• **Stated exercise**
Repeat the listing word for word. No pictures belong in the copy.

• **Input material**
——————————
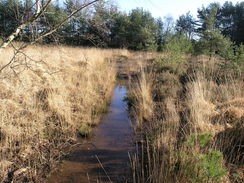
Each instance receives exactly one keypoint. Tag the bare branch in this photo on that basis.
(38, 13)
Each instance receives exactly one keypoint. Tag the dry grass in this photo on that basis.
(45, 97)
(197, 114)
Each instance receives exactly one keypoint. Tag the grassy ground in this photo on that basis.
(190, 122)
(47, 96)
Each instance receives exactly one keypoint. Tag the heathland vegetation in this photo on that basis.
(187, 99)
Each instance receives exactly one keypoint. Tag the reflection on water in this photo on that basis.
(111, 143)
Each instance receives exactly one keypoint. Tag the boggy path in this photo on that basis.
(111, 143)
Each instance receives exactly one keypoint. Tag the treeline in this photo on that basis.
(217, 28)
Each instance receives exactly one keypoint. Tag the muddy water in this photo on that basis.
(110, 145)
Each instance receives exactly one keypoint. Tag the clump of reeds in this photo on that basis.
(46, 95)
(196, 127)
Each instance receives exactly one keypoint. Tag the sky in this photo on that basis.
(161, 8)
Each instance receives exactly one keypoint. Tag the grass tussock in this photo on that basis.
(195, 129)
(47, 95)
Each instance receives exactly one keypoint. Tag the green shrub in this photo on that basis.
(211, 165)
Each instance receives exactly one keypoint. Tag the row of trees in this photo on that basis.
(216, 28)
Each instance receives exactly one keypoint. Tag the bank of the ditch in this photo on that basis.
(103, 157)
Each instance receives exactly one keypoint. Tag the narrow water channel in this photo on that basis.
(110, 144)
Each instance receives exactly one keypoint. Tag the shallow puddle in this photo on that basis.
(104, 158)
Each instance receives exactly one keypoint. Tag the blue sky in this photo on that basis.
(161, 8)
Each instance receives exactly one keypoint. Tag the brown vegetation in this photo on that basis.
(194, 132)
(46, 96)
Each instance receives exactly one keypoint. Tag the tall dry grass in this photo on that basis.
(195, 130)
(46, 96)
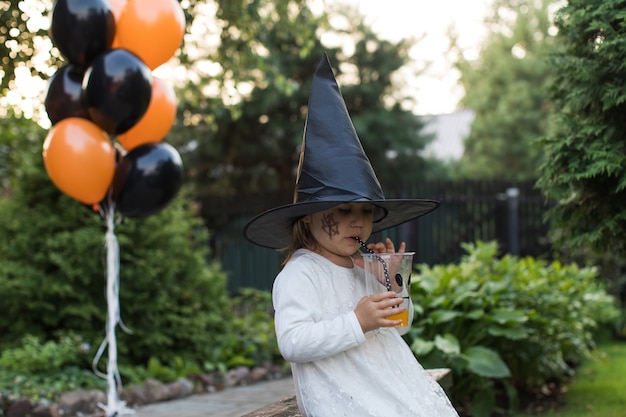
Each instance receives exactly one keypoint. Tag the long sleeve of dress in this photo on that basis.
(304, 333)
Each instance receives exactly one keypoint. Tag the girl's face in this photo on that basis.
(335, 230)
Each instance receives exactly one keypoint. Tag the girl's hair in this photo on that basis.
(301, 237)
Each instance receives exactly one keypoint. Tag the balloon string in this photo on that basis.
(114, 407)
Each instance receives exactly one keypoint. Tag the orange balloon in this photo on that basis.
(151, 29)
(156, 121)
(117, 6)
(79, 159)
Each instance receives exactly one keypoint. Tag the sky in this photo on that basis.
(436, 91)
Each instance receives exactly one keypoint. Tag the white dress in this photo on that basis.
(338, 370)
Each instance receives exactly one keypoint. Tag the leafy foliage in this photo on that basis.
(505, 87)
(52, 275)
(584, 170)
(242, 124)
(45, 370)
(505, 323)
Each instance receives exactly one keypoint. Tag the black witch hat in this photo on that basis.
(333, 170)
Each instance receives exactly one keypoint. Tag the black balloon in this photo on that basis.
(117, 90)
(64, 95)
(82, 29)
(147, 179)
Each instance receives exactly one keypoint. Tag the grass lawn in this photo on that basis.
(599, 388)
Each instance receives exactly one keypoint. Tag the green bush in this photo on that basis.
(505, 325)
(52, 276)
(45, 370)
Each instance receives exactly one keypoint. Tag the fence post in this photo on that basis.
(512, 198)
——————————
• **Solution to this problem**
Each instance receives exactly one keypoint. Tag the bare branch in this photo on that basis.
(38, 13)
Each instance receives exactly one keypoint. Tag the dry grass in this photo on that basis.
(45, 97)
(197, 114)
Each instance receives exactly one keypoint. Tag the grassy ground in this photo on that basis.
(190, 122)
(47, 96)
Each instance receives exactly one keypoint. Tag the heathland vegetation in this photo on that basis.
(187, 99)
Each instance receives exactly one keypoint. Tag the reflection on water in this photo on that basis.
(111, 143)
Each instance receives exactly one keypoint. Tag the boggy path in this photo on that basis.
(111, 143)
Each instance receives exactly one keypoint. Tag the treeline in this photo on that basis.
(217, 28)
Each instance receives exactly one keypoint. Tag the muddy water in this photo on that basis.
(110, 145)
Each instance receives exactly one keypoint. Tag the clump of reeds in this photo on that basis.
(46, 95)
(196, 127)
Each instance receives exactly one keypoint. Tag the sky in this photo on that basis.
(161, 8)
Each instance receives exactly one keypoint. Tag the grass tussock in this photo on that basis.
(195, 129)
(47, 95)
Each instance receives exactly one keypoint. Tag the green shrub in this photo on that basis.
(211, 165)
Each instance receives exactly one keypoint. Tag the row of trees in this photo on that basis.
(216, 28)
Each instance receives exactly one keypoint. Tag the bank of the ditch in this photo on that basis.
(103, 157)
Each instance receives exactly one keypoint. Tag the narrow water channel in this photo on that basis.
(110, 144)
Each instance receives exactly one keypoint. Tag the shallow puddle in this photo on that basis.
(104, 158)
Each instance receives exactly one keypoint. Tag the blue sky in this photo on that basis.
(161, 8)
Each instance receives exactly one keypoint. Tag the brown vegetation in this photo on that basis.
(194, 132)
(46, 96)
Each instance receives exactly one keypoint. Tag the tall dry grass in this photo on that basis.
(195, 130)
(46, 96)
Each instance receives exactly one keypoint. Tag the long sleeve of dress in this photo on that basis.
(304, 333)
Each instance receives exactly one keypoint. Tag the girl's face in this photo on that basis.
(335, 230)
Each instance receives exactly one keypoint. Tag the girl's hair in this photo on that basis.
(301, 237)
Each instance receives exactly one keypoint. Tag the balloon string in this photo on that basis.
(114, 407)
Each instance receives exactly one keypoint. Tag the orange balloon in this photo on that basis.
(151, 29)
(156, 121)
(117, 6)
(79, 159)
Each instance receives exactly one keypoint. Tag the sky in this photo on that basis.
(436, 91)
Each instance receives exactly one keypoint. Tag the white dress in this photo on that basis.
(338, 370)
Each instance receives exactly one keypoint. Tag the leafy foliage in this photo on that basis.
(505, 87)
(52, 275)
(584, 170)
(242, 124)
(45, 370)
(505, 323)
Each instance receives exactly one keypoint. Tag the black witch hat in this photo on that basis.
(333, 170)
Each instance receives exactly one keypoint. Tag the black balloon in this photo on that basis.
(117, 90)
(64, 95)
(82, 29)
(147, 179)
Each instance receives exactly one keypoint. Tag the grass lawn in this photo on that basis.
(599, 388)
Each instance receives exactly one keypoint. Tag the green bush in this photo on that basis.
(505, 325)
(52, 276)
(45, 370)
Each instance receives exactly one keypoint. Tag the fence post in this photo on that basis.
(512, 198)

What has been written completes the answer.